▶ [THE EXERCISE]: Convert part of the data below into a Markdown table with the columns "Row" and "Entry", numbering each line in order and omitting blank lines. Begin at the line that contains "Reviewer note: confirm that each instance of the white front" and stop after the line that contains "[(599, 270), (367, 276), (119, 274)]".

▶ [ITEMS]:
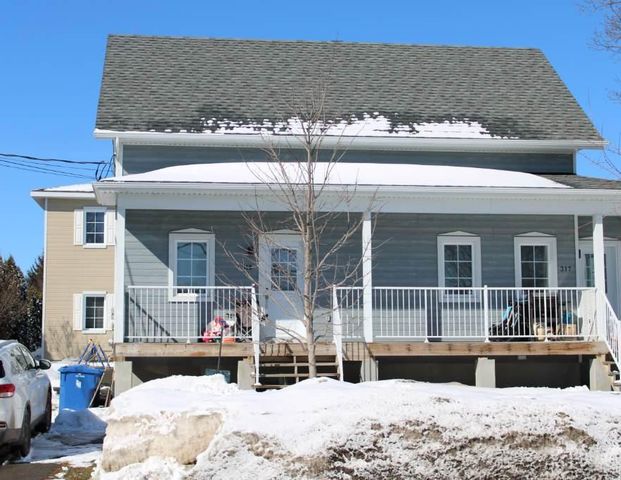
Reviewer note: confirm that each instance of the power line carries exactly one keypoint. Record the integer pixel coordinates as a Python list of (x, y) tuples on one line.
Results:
[(27, 168), (61, 160)]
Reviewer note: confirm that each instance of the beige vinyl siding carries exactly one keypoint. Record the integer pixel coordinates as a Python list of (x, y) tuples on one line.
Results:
[(71, 269)]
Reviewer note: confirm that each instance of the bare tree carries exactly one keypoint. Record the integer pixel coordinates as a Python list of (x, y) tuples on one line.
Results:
[(301, 178), (608, 39)]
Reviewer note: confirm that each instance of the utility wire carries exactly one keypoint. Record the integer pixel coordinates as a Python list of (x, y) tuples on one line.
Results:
[(27, 168), (61, 160)]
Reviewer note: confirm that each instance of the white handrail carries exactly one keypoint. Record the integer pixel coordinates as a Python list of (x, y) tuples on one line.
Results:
[(256, 334), (472, 313), (612, 331), (337, 332)]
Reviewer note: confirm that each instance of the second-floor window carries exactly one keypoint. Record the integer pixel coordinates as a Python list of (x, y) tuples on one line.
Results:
[(94, 226)]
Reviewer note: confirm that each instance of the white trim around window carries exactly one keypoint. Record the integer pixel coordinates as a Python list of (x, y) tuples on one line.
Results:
[(535, 239), (176, 238), (81, 315), (458, 239), (85, 223)]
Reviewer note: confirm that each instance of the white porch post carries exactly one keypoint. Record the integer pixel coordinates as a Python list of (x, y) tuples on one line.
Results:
[(119, 274), (599, 270), (367, 276)]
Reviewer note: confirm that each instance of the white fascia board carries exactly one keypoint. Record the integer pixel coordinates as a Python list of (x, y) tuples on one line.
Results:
[(39, 196), (354, 143), (413, 200)]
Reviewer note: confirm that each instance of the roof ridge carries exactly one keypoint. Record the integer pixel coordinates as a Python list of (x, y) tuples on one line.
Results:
[(308, 41)]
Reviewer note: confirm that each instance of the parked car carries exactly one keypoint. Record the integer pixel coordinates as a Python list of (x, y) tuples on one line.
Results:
[(25, 397)]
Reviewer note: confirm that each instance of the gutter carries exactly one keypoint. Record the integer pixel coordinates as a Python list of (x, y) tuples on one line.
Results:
[(103, 188), (40, 196), (352, 143)]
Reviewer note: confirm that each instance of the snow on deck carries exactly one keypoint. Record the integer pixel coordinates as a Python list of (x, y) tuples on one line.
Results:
[(322, 428), (374, 174)]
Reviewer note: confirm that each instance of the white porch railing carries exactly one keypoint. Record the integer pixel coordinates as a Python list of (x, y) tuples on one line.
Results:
[(612, 332), (476, 314), (190, 314)]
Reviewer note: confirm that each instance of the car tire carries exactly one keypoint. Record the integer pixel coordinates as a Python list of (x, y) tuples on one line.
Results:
[(23, 449), (46, 422)]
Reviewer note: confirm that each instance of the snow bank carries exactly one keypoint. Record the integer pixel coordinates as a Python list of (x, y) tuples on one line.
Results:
[(374, 174), (390, 429)]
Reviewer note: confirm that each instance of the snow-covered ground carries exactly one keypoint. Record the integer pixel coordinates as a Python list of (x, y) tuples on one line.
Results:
[(75, 437), (390, 429)]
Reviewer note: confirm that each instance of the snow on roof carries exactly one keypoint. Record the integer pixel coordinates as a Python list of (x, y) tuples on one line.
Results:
[(80, 188), (370, 125), (373, 174)]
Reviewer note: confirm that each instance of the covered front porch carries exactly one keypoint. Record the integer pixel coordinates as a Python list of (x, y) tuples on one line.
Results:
[(507, 267)]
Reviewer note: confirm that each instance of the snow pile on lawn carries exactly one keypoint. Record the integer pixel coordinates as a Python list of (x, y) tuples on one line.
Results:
[(342, 173), (390, 429)]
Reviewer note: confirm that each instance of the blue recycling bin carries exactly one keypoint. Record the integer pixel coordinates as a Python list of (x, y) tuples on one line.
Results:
[(78, 384)]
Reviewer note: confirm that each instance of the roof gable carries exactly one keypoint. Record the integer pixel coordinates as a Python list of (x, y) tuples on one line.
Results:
[(166, 84)]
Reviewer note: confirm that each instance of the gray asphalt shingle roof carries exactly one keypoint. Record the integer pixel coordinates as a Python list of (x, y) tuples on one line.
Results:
[(173, 84)]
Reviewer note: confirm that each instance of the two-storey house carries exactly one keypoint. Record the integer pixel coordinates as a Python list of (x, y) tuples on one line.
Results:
[(483, 257)]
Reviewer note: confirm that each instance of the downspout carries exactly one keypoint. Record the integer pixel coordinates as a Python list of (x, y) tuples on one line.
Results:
[(44, 292)]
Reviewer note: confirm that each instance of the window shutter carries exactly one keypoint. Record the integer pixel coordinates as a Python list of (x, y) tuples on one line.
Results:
[(110, 227), (78, 311), (78, 226), (109, 311)]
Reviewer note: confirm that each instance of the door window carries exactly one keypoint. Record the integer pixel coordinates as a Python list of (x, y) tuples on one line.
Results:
[(534, 263), (284, 269)]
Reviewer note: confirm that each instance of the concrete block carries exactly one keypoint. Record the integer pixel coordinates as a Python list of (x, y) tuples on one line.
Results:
[(598, 375), (368, 370), (245, 375), (124, 377), (485, 373)]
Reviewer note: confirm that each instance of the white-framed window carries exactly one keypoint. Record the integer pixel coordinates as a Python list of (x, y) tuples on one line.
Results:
[(459, 263), (93, 227), (191, 262), (92, 311), (535, 261)]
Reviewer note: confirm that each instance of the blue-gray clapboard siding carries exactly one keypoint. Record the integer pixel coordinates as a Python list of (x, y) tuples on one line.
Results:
[(143, 158), (405, 251)]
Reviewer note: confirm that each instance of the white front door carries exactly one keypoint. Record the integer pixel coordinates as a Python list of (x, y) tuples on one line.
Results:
[(611, 259), (281, 282)]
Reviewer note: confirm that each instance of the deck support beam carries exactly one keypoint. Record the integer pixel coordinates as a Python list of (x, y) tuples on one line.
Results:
[(599, 270), (367, 276), (119, 274)]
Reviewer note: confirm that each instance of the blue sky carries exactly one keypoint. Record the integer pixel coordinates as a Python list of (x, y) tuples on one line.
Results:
[(51, 58)]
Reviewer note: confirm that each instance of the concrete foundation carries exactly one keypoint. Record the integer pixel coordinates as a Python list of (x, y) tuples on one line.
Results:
[(485, 372), (598, 375)]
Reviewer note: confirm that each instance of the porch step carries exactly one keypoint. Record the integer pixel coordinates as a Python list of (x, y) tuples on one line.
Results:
[(281, 371), (296, 375)]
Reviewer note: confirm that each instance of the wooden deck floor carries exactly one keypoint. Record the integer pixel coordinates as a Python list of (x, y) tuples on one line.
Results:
[(357, 350)]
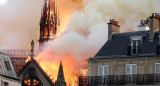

▶ [FULL RESPONSE]:
| Row | Entry |
|---|---|
| 1 | Reviewer note: confirm that each instance of the white front door carries exactly one keypoint. Record the integer pixel coordinates as a Python list of (x, y) tuples on one line. |
| 2 | Results: |
| 3 | [(611, 259), (281, 282)] |
| 4 | Reviewer note: confirm that each instance of the deck support beam carries exactly one keypoint. Record the integer pixel coordinates as a Python list of (x, y) tuples on one line. |
| 5 | Results: |
| 6 | [(599, 270), (367, 276), (119, 274)] |